**** Exercise data ****

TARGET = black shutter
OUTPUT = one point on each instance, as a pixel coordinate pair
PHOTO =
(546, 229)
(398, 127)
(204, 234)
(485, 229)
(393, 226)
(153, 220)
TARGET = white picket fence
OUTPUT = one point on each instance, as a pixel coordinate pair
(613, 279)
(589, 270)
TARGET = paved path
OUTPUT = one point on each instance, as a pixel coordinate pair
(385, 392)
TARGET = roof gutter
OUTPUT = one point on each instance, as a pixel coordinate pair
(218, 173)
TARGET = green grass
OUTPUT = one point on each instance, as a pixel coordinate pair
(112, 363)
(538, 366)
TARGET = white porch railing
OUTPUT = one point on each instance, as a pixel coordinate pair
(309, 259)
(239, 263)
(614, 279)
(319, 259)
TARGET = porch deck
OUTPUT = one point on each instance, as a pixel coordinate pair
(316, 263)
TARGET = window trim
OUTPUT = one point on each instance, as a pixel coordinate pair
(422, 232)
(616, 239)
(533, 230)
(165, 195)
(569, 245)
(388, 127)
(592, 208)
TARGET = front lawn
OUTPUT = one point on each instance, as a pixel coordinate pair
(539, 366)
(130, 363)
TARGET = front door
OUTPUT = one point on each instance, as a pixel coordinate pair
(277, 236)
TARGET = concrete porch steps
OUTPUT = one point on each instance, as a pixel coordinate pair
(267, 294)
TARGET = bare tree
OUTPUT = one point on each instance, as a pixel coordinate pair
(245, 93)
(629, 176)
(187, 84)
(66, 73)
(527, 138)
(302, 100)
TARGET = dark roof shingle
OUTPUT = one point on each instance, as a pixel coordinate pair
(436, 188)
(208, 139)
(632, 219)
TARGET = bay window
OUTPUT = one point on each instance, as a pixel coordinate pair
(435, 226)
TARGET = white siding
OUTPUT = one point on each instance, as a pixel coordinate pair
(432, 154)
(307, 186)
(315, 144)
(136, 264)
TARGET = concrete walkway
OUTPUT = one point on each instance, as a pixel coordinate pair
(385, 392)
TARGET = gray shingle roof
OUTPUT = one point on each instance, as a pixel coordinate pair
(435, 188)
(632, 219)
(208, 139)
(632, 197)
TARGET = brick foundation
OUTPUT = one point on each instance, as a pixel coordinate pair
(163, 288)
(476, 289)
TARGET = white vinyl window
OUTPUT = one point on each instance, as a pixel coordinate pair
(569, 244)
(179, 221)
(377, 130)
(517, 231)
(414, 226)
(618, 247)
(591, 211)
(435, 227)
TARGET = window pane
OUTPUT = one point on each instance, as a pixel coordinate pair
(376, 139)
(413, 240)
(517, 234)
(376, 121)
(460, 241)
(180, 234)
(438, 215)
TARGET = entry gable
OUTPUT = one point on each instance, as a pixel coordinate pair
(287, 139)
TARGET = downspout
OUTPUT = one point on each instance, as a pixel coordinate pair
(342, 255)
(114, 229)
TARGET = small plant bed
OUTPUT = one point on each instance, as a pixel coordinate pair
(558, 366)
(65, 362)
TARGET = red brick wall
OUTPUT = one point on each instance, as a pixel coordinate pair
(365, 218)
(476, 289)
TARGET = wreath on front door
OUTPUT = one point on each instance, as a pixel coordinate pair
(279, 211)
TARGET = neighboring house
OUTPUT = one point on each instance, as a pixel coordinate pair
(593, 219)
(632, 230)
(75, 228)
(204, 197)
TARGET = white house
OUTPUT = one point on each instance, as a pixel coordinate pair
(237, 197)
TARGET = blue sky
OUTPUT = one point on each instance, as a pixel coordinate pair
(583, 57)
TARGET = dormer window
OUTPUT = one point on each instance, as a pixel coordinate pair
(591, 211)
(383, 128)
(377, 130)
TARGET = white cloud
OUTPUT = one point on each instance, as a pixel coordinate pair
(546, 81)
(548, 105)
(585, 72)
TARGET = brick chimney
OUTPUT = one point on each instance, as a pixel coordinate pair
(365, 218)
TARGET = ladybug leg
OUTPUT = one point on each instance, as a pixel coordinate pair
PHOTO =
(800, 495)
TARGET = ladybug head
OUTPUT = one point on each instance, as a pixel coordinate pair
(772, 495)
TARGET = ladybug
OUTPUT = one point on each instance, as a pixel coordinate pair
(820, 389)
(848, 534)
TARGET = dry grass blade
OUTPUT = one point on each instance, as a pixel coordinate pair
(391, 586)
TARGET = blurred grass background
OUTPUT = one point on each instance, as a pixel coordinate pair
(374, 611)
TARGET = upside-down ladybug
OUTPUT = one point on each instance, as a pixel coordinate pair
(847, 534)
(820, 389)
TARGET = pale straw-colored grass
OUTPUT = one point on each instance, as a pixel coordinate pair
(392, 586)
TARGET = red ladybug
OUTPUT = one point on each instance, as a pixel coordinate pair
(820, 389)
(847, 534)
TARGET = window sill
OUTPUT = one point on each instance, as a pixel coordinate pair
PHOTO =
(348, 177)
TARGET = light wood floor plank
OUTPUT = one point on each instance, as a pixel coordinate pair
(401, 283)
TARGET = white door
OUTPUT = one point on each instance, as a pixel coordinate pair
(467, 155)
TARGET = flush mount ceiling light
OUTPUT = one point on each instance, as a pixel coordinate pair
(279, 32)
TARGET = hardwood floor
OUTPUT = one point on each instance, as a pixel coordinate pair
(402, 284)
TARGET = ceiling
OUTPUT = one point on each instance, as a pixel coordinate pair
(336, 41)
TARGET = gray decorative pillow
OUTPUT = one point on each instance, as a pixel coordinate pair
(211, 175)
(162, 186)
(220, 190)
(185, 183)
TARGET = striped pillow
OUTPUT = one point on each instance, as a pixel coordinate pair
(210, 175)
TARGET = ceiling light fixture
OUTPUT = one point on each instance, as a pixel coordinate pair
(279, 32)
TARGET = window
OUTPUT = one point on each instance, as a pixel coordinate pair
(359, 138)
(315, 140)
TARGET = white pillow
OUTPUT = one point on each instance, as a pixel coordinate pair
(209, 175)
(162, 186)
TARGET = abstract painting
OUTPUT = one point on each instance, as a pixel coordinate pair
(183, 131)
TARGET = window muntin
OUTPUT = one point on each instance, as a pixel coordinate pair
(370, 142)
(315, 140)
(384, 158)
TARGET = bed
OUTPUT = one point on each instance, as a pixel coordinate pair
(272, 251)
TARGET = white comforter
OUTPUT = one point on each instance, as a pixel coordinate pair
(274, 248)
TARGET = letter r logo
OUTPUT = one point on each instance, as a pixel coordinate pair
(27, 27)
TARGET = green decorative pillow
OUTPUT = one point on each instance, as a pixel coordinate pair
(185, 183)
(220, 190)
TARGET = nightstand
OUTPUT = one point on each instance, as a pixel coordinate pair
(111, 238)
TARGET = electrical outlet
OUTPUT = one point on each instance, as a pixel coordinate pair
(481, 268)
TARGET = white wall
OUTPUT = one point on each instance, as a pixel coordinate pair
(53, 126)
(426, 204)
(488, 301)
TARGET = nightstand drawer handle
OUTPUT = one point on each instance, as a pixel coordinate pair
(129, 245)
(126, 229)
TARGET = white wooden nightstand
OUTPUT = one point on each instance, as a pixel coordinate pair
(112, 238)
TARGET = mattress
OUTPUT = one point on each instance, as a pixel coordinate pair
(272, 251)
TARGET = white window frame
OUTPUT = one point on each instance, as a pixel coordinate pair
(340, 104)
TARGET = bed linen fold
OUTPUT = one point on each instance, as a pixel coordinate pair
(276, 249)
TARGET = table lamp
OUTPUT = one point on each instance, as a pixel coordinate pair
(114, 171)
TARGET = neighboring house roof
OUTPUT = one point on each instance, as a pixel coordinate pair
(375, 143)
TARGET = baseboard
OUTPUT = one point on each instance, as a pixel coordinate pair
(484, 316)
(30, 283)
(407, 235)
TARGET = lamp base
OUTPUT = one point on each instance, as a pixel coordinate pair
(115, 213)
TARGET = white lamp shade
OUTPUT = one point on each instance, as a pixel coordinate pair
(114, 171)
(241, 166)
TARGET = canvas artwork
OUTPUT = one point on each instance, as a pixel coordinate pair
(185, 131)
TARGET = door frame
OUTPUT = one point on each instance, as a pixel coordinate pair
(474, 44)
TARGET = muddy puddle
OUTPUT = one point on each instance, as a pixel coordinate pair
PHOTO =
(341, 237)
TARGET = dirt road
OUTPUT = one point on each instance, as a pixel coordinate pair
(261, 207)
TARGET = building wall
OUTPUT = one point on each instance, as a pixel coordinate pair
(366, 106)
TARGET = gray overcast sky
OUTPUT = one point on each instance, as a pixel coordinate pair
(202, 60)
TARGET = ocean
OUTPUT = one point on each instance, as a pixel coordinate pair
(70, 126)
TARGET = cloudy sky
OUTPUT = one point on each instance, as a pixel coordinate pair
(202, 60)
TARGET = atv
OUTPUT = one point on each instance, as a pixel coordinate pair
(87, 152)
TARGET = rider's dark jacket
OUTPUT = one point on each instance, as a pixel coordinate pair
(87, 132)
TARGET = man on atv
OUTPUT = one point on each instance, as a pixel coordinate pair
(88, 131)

****

▶ [Your task]
Take the lines from the start of the records through the line holding "TARGET = concrete porch steps", both included, and please print them exactly, with nothing else.

▶ [Response to the task]
TARGET = black shutter
OUTPUT = one point on each instance, as a pixel coordinate pair
PHOTO =
(546, 229)
(398, 127)
(204, 234)
(485, 229)
(393, 226)
(153, 220)
TARGET = white picket fence
OUTPUT = one point on each instance, as a pixel coordinate pair
(613, 279)
(589, 270)
TARGET = paved path
OUTPUT = one point on each instance, as a pixel coordinate pair
(385, 392)
TARGET = roof gutter
OUTPUT = one point on each instance, as a pixel coordinate pair
(218, 173)
TARGET = green grass
OUTPUT = one point on each instance, as a pixel coordinate pair
(112, 363)
(538, 366)
TARGET = white porch railing
OUTPUT = one point on each instance, as a pixel coordinate pair
(309, 259)
(239, 263)
(614, 279)
(319, 259)
TARGET = porch deck
OUTPUT = one point on each instance, as a pixel coordinate pair
(316, 263)
TARGET = window trim
OUTPUT = one point on each instance, as a pixel coordinate pair
(422, 232)
(616, 239)
(533, 230)
(165, 195)
(569, 245)
(388, 127)
(592, 208)
TARGET = front lawn
OUTPUT = one point on each instance, as a pixel coordinate pair
(539, 366)
(130, 363)
TARGET = front door
OUTPUT = one point on each instance, as a pixel coordinate pair
(277, 236)
TARGET = concrete porch steps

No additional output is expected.